*** RECORDS TO PROCESS ***

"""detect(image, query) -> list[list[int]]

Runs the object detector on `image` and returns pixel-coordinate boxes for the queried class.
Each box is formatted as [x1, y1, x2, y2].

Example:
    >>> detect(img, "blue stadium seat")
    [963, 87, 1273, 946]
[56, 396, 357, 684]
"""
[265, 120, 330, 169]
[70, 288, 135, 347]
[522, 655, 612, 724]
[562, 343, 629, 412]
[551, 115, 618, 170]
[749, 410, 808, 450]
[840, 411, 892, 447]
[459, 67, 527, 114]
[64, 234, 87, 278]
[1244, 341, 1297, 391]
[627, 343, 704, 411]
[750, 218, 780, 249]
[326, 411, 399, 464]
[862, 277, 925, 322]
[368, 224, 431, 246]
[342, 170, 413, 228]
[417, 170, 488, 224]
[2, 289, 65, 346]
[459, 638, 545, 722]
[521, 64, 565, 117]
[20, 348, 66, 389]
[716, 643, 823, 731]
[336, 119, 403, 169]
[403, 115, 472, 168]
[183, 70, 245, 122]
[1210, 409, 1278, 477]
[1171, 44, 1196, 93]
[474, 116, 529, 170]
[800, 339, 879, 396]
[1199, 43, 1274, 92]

***

### EXERCISE DETAILS:
The entries above are to be transcribed in full and without error.

### ANSWER SPACE:
"""detect(image, query) -> list[list[int]]

Runs the object detector on `image` and returns pixel-coordinate boxes for the queried class.
Each box is formatted as [x1, y1, x2, y2].

Example:
    >>> detect(img, "blue stadium seat")
    [963, 87, 1273, 946]
[56, 396, 357, 684]
"""
[265, 120, 330, 169]
[70, 288, 135, 347]
[522, 655, 612, 724]
[562, 343, 629, 412]
[551, 115, 618, 170]
[749, 410, 808, 450]
[840, 411, 892, 447]
[459, 67, 527, 114]
[64, 234, 87, 278]
[1244, 341, 1297, 391]
[627, 343, 704, 411]
[750, 218, 780, 249]
[326, 411, 399, 464]
[862, 277, 925, 322]
[368, 224, 431, 246]
[342, 170, 413, 228]
[417, 170, 488, 224]
[2, 289, 65, 346]
[459, 638, 545, 722]
[521, 64, 565, 117]
[20, 348, 66, 389]
[716, 643, 823, 731]
[336, 119, 403, 169]
[403, 115, 472, 168]
[183, 70, 245, 122]
[1210, 409, 1278, 477]
[1171, 44, 1196, 93]
[474, 116, 529, 170]
[800, 339, 879, 396]
[1199, 43, 1274, 92]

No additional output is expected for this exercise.